- **Exercise A**: In the SES5 forum post, retype the passage starting with "I am doing a" and going on through "added as OSDs.".
- **Exercise B**: Turn the paragraph of the SES5 forum post that opens "I am doing a new install" into a short list that keeps its main facts.

- **Selected excerpt**:
※

PDA

View Full Version : SES5 Install not adding all OSDs



shashi_microfocus
25-Sep-2018, 13:38
Hi,

I am doing a new install of 6-node SES5, each node is with 9 disks. After installing all the ceph stages from 0 to 4, i was expecting 54 disks should be in the ceph cluster, but i found only 31 in the cluster. As per documentation, i have done complete wipe out of each of 54 disks. I ran stages from 1 to 3 multiple times, but it is not adding all the remaining disks. Can anyone please suggest me what could be the issue here and how to solve it.

For example, for node6, in the proposal, all the 9 disks are mentioned. But after SES5 install, i found only 4 got added as OSDs.

※

- **Given material**:
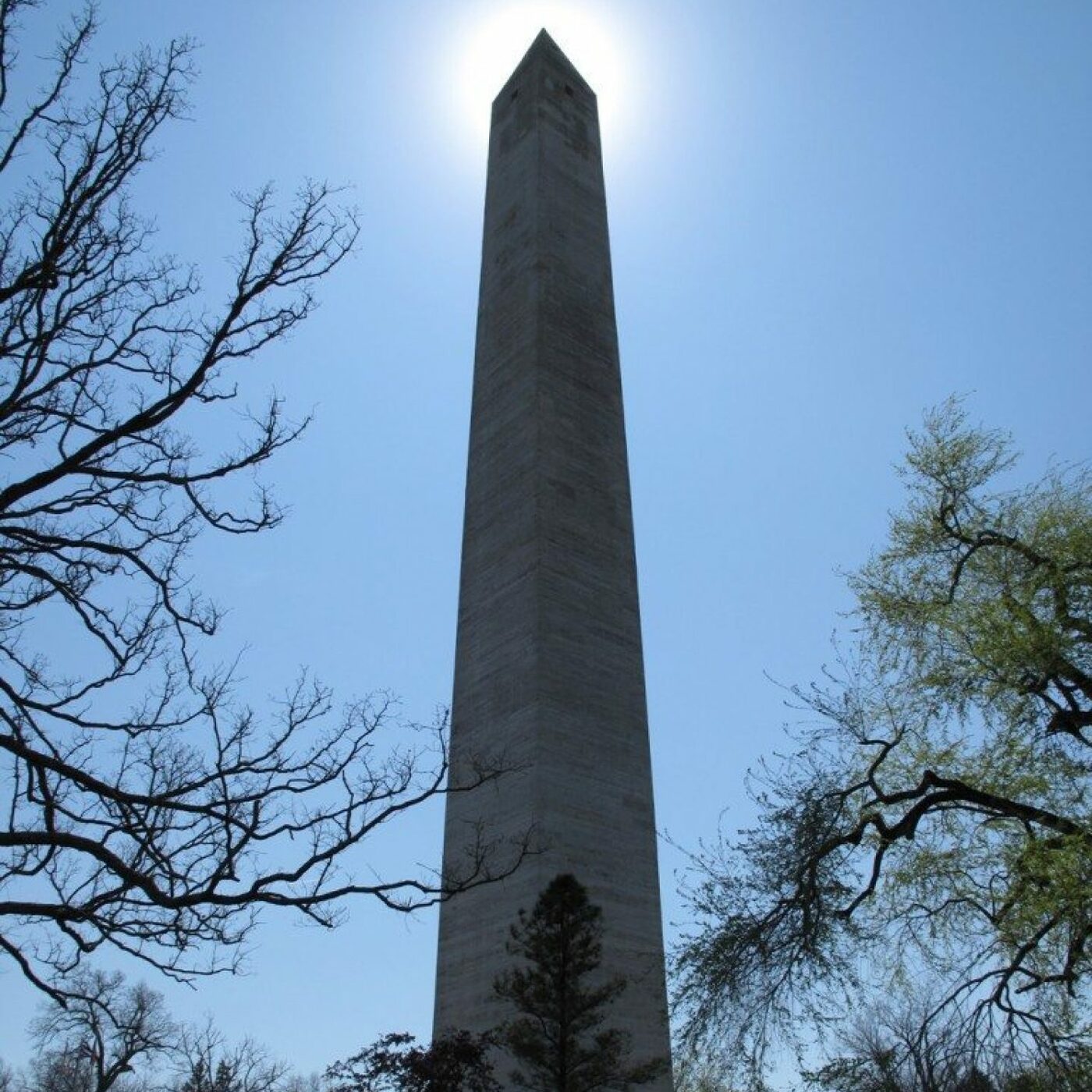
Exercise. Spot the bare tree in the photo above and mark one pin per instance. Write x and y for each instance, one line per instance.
(144, 806)
(106, 1030)
(207, 1062)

※

- **Written reply A**:
I am doing a new install of 6-node SES5, each node is with 9 disks. After installing all the ceph stages from 0 to 4, i was expecting 54 disks should be in the ceph cluster, but i found only 31 in the cluster. As per documentation, i have done complete wipe out of each of 54 disks. I ran stages from 1 to 3 multiple times, but it is not adding all the remaining disks. Can anyone please suggest me what could be the issue here and how to solve it.

For example, for node6, in the proposal, all the 9 disks are mentioned. But after SES5 install, i found only 4 got added as OSDs.

- **Written reply B**:
- New SES5 install on 6 nodes, each with 9 disks.
- After running ceph stages 0 to 4, 54 disks were expected in the cluster, but only 31 were there.
- All 54 disks were fully wiped, as the documentation says.
- Running stages 1 to 3 several times did not add the remaining disks.
- The poster asks what the problem could be and how to fix it.